··· Extracted material ···

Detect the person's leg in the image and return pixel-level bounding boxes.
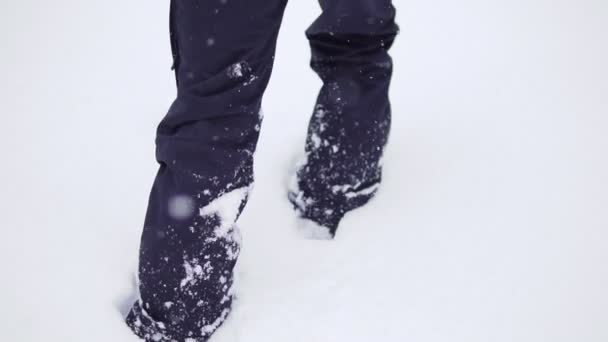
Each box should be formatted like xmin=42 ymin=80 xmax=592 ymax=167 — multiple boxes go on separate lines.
xmin=127 ymin=0 xmax=286 ymax=342
xmin=289 ymin=0 xmax=398 ymax=236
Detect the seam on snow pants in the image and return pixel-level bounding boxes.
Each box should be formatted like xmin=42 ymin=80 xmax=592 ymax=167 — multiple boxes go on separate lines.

···

Copy all of the records above word for word, leaving out the pictures.

Detect the person's leg in the image and return pixel-level bounding boxes.
Each box should be formatted like xmin=42 ymin=80 xmax=592 ymax=167 — multiple boxes go on separate lines.
xmin=127 ymin=0 xmax=286 ymax=342
xmin=289 ymin=0 xmax=398 ymax=236
Detect the seam on snow pants in the image and return pixel-level bounding boxes.
Each box should be formatted like xmin=42 ymin=80 xmax=592 ymax=167 — multiple boxes go on separate lines.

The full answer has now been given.